* **ACTIONS TO TAKE**:
[1] Duplicate the work-from-home article word for word, everything from "The public servants" down to "during the pandemic.".
[2] According to the work-from-home article, what percentage of the Australian Public Service was working from home as of June 9?
[3] Decide whether each statement agrees with the work-from-home article, answering yes or no and quoting the deciding words. (a) Miles Davis works for the Department of Veterans' Affairs. (b) Belinda Bastiaans works at a trestle table in her family room. (c) In late April, about 57 per cent of the Australian Public Service was working from home.

Will the public service’s work-from-home shift become permanent? | Gloucester Advocate


In a small office at his home in Kaleen, Commonwealth public servant Miles Davis spends much of his working week seated in a fluoro green chair and beneath a poster that says “I want to believe”.

He uses an American-style drip coffee maker for his caffeine fix, and confesses to sometimes wearing running gear beneath his work apparel as encouragement to exercise. “If I’m already in my running shorts then it’s just easier, or maybe it’s harder for me not to do it,” he says.

The Department of Industry, Science, Energy and Resources employee delivers IT support from the spare bedroom that has become his main workspace.

When he gets up, it’s often to look after his newborn son, Morgan.

Across town in Pearce, Department of Veterans’ Affairs public servant Belinda Bastiaans sits at a trestle table in her family room.

In phone calls and video conferences, the mother of two supports senior governance committees and councils overseeing veterans’ affairs. Until recently, she doubled as a teacher while her children were learning from home when schools closed.

The public servants are among tens of thousands of federal bureaucrats who have worked remotely as a way of avoiding coronavirus infections during the pandemic.

In late April, a survey of most agencies showed about 57 per cent of the Australian Public Service was working from home. As of June 9, the figure dropped to 51 per cent, after departments and agencies began the gradual shift back to the office.

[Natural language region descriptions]
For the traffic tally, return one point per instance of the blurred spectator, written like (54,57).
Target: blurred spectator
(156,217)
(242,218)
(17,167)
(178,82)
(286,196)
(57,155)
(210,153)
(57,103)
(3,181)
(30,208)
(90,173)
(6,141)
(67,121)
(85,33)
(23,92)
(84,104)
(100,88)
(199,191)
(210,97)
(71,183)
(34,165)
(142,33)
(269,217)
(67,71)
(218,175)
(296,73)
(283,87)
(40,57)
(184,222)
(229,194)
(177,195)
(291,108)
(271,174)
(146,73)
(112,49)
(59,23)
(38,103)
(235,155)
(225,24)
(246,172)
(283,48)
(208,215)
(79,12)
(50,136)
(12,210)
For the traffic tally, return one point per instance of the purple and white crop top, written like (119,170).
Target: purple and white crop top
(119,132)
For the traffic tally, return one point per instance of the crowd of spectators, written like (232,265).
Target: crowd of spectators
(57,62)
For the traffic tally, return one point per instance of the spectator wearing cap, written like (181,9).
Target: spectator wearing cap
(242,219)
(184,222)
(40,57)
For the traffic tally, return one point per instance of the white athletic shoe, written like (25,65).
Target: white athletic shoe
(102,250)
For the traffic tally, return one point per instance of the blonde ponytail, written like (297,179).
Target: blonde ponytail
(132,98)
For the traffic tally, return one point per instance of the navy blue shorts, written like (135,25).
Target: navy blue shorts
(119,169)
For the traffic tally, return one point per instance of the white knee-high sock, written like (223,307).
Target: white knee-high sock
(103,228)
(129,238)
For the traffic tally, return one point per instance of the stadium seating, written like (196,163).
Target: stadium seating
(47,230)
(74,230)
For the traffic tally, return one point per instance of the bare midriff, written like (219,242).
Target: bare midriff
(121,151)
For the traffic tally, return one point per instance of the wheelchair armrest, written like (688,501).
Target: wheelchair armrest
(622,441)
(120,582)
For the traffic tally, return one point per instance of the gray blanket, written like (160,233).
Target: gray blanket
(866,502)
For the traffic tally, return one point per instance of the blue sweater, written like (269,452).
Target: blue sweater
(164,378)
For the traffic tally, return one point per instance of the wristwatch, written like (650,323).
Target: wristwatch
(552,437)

* **EXERCISE RESULTS**:
[1]
The public servants are among tens of thousands of federal bureaucrats who have worked remotely as a way of avoiding coronavirus infections during the pandemic.

[2] 51 per cent.

[3]
(a) No: "The Department of Industry, Science, Energy and Resources employee delivers IT support from the spare bedroom"
(b) Yes: "Belinda Bastiaans sits at a trestle table in her family room"
(c) Yes: "In late April, a survey of most agencies showed about 57 per cent of the Australian Public Service was working from home"